» What the exercise asks
Repeat the records below exactly as they appear.

# Start of Material provided

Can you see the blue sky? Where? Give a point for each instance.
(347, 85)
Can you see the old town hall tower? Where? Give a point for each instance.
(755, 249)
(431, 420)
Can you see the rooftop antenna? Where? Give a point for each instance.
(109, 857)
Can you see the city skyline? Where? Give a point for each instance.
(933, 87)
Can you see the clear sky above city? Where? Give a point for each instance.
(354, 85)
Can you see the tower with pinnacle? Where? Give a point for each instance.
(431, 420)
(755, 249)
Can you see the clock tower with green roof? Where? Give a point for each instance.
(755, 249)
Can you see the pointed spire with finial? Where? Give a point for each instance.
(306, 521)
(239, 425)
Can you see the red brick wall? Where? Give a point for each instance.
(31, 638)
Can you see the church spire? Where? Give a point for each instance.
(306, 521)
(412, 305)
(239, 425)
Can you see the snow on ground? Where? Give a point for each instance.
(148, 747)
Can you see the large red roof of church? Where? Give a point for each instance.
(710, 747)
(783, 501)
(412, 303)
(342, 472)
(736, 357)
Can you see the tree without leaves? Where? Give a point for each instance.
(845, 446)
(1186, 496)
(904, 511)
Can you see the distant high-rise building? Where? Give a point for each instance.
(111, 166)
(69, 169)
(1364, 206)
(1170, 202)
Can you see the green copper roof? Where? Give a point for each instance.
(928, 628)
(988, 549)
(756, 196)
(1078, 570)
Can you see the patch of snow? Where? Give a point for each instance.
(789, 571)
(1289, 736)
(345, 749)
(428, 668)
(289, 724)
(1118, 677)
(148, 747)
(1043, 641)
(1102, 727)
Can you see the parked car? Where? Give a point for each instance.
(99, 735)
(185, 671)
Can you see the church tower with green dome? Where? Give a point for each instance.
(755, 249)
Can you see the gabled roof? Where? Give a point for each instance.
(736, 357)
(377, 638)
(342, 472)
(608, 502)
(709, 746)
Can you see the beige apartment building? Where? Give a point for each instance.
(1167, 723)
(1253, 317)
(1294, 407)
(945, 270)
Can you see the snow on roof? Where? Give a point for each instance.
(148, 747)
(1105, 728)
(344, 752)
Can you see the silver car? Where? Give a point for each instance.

# End of Material provided

» Result of this task
Can you see the blue sky? Where? Give a point for each instance.
(347, 85)
Can you see the old town hall tower? Where? Give a point for each instance.
(755, 249)
(431, 420)
Can you see the rooftop antenna? Where? Give a point for each instance.
(109, 857)
Can you see the city skyline? Where? Give a point for each instance.
(933, 87)
Can you see the clear sky above city? Where? Give a point for each instance.
(354, 85)
Can you see the tower with pinnacle? Where? Give a point for each instance.
(431, 420)
(755, 249)
Can you see the clock tower with green roof? Where? Give a point for each instance.
(755, 249)
Can you see the pointed spire with finial? Where? Give a point for each instance.
(306, 521)
(239, 425)
Can you see the red brick wall? Where? Give a point for each instance.
(31, 638)
Can you see the church spire? Where? Give a point for each instance.
(306, 521)
(412, 305)
(239, 425)
Can you see the snow on ground? Where? Give a point for each instance.
(148, 747)
Can you see the large red roof of church? Where? Give a point for each instance.
(710, 747)
(783, 501)
(412, 303)
(342, 472)
(736, 357)
Can you see the tree without leaves? Where? Give a point for each instance.
(845, 446)
(1186, 496)
(904, 511)
Can you see the distant high-rise building? Where? Give a point for each instance.
(111, 166)
(69, 169)
(1364, 206)
(1170, 202)
Can you see the green copper roof? Where? Give a point for each instance.
(928, 628)
(988, 549)
(756, 196)
(1078, 570)
Can you see the patch of snow? Where? Give a point for each instance.
(789, 571)
(1289, 736)
(345, 749)
(428, 668)
(289, 724)
(1118, 677)
(148, 747)
(1043, 641)
(1102, 727)
Can you see the parked car? Where? Give a point for each instance.
(99, 735)
(185, 671)
Can you see the church tower with green dome? Where? Give a point for each instance.
(755, 249)
Can you see the gabled roof? Where? Give a point for each instance.
(736, 357)
(377, 638)
(342, 472)
(608, 502)
(709, 746)
Can you see the beige apartment building? Where? Give a point for each instance.
(1167, 723)
(1253, 317)
(1294, 407)
(945, 270)
Can you see the snow on roof? Where? Give a point for each instance.
(148, 747)
(1105, 728)
(344, 752)
Can you see the silver car? Where? Give a point for each instance.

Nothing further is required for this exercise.